Supplied records:
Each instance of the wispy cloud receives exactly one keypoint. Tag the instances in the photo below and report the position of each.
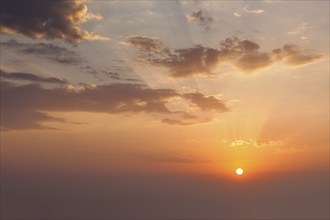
(243, 54)
(47, 19)
(38, 101)
(202, 18)
(19, 76)
(248, 10)
(47, 51)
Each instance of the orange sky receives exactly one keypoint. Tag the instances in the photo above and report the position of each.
(115, 106)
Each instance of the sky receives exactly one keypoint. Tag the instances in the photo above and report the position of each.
(145, 109)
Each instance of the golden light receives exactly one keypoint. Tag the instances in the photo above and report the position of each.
(239, 171)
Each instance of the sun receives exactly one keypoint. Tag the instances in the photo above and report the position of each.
(239, 171)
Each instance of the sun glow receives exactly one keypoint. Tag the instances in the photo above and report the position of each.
(239, 171)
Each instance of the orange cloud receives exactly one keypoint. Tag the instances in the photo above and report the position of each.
(199, 60)
(31, 102)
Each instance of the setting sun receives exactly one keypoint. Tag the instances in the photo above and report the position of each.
(239, 171)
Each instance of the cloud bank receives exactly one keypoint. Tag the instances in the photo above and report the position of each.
(199, 60)
(47, 19)
(26, 106)
(46, 51)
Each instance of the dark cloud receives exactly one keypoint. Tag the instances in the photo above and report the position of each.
(45, 51)
(202, 18)
(206, 103)
(35, 101)
(47, 19)
(30, 77)
(241, 53)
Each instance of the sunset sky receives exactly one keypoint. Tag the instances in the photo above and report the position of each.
(145, 109)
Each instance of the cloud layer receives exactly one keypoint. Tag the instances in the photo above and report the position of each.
(47, 19)
(202, 18)
(45, 51)
(26, 106)
(200, 60)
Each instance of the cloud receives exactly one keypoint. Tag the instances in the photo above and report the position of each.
(189, 61)
(203, 19)
(236, 14)
(36, 101)
(146, 44)
(45, 51)
(18, 76)
(47, 19)
(203, 61)
(295, 55)
(171, 158)
(253, 11)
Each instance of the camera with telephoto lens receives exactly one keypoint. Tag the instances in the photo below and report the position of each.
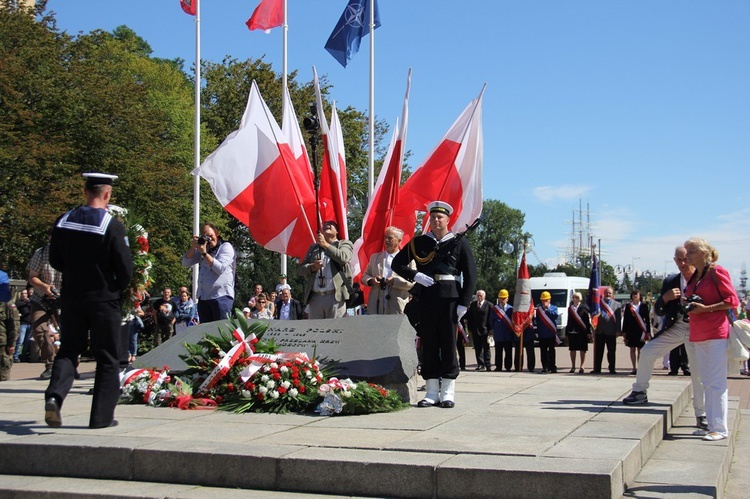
(690, 302)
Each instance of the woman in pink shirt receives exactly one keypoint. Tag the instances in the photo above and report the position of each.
(709, 294)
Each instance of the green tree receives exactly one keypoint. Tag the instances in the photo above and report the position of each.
(495, 269)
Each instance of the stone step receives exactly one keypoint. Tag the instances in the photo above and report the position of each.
(684, 464)
(28, 487)
(510, 435)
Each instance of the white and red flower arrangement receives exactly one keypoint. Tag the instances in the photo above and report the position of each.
(241, 372)
(143, 261)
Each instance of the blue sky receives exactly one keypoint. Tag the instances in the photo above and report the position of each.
(639, 108)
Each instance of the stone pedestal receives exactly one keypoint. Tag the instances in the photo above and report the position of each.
(376, 348)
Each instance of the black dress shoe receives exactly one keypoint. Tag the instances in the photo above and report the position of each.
(52, 413)
(96, 427)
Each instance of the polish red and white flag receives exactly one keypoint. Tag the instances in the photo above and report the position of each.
(248, 171)
(332, 191)
(268, 14)
(379, 214)
(452, 173)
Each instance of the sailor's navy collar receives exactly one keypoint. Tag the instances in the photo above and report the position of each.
(86, 219)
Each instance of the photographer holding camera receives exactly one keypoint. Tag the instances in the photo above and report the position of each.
(390, 292)
(46, 282)
(216, 275)
(709, 329)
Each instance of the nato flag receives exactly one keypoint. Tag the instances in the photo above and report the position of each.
(352, 26)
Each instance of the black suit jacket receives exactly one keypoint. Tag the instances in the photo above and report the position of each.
(478, 317)
(668, 310)
(295, 311)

Requirement: Retype every entry above word for word, leaving the pictures out of your answer.

Exercise result:
Each instance of the wispy cloud receives exactly one keypoint. Tag the instances in the photo below and report the position of each.
(243, 54)
(47, 19)
(38, 101)
(202, 18)
(19, 76)
(248, 10)
(47, 51)
Each instance of the orange sky receives exactly one keypoint. Tag the instances in the photo above and report the position of each.
(115, 106)
Each instance of the sky receives exactly one keypoint. Tag the instances in the photo above and report the position of each.
(145, 109)
Each instance of the golden light receives exactly one keypoint. Tag the instances in the photo above and report the position of each.
(239, 171)
Each instance of the sun receives exactly one keypoint. Tag the instances in the photo above and report the position of each.
(239, 171)
Each instance of the sun glow receives exactly one keypoint. Tag the instances in the photo above and report the position of each.
(239, 171)
Each instance of the orange cloud receives exactly one keypoint. Tag the instances in the photo above and report the position of each.
(199, 60)
(31, 102)
Each instance of the setting sun receives exactly one keypoint. Tag the instances in the photo above and report the position of each.
(239, 171)
Each instance of the cloud bank receives exactly one keypoint. Tag the instances in the photo above and report the position of each.
(199, 60)
(47, 19)
(26, 106)
(46, 51)
Each instance of the dark cloud receives exactly one keypoint. Tag the instances in the photo above and report the position of each.
(45, 51)
(202, 18)
(206, 103)
(35, 101)
(47, 19)
(30, 77)
(241, 53)
Each instance of the sunset sky receives exactly one keypoint. Tag the instances in the photo above and report the position of each.
(145, 109)
Each instance of the cloud layer receives exactly one keypoint. Tag the instances in the photo above and report the position of each.
(47, 19)
(202, 18)
(45, 51)
(26, 106)
(200, 60)
Each instance of the cloud receives exactly one keypoint. Tag the instances in the photo above and report the position of each.
(189, 61)
(203, 19)
(236, 14)
(36, 101)
(146, 44)
(45, 51)
(18, 76)
(47, 19)
(203, 61)
(295, 55)
(171, 158)
(253, 11)
Each instance of the camera with telephoto lens receives exactly one keypoint. Tag the instances in the photo below and report the position of each.
(690, 302)
Each instance of the woman in pink shirt receives exactly one keypoint. Tag the instances in the photo above and report the position of each.
(709, 294)
Each instance of the green tree receives exactly one keypoint. Tag the instances in the photo above and report the position of each.
(495, 269)
Each instance of the stone step receives exactly one keypoint. Tag the instances in the photo above and report the position of each.
(684, 464)
(28, 487)
(510, 435)
Each instance of the white and red flower arrangement receives exactly one keypoint. Tag the instances in the photo above and report the position of each.
(241, 372)
(143, 261)
Each instance of the blue sky receives exactly one keypoint. Tag the instances in the photo above and report the position of each.
(639, 108)
Each instance of the stone pedestal receives exactly one keypoint. Tag the instances in the photo above and report the position of each.
(376, 348)
Each instance of the black dress shoe receives exactly one keypoint. Tag the instances in the photo above and report the position of each.
(52, 413)
(96, 427)
Each instance of the polish red and white flag receives exactly one keypoint. Tag the instances in the photo above and report the position of each.
(248, 171)
(332, 191)
(268, 14)
(379, 214)
(452, 173)
Each instance of the sailor's navy collar receives exactly one keypoint. Tag the instances in the photo above and report the position of each.
(86, 219)
Each instance of the photographer holding camera receives exactly one keypoint. Tag the instances in the photo above and report the position of each.
(390, 292)
(46, 282)
(216, 275)
(709, 329)
Each instance of the nato flag receives exactly one keypoint. Tag the instances in the photo above and report the position of each.
(352, 26)
Each instance of the black suit jacket receives exactly one keypoint. Tag the instances in the photo above and report the position of each.
(478, 317)
(668, 310)
(295, 311)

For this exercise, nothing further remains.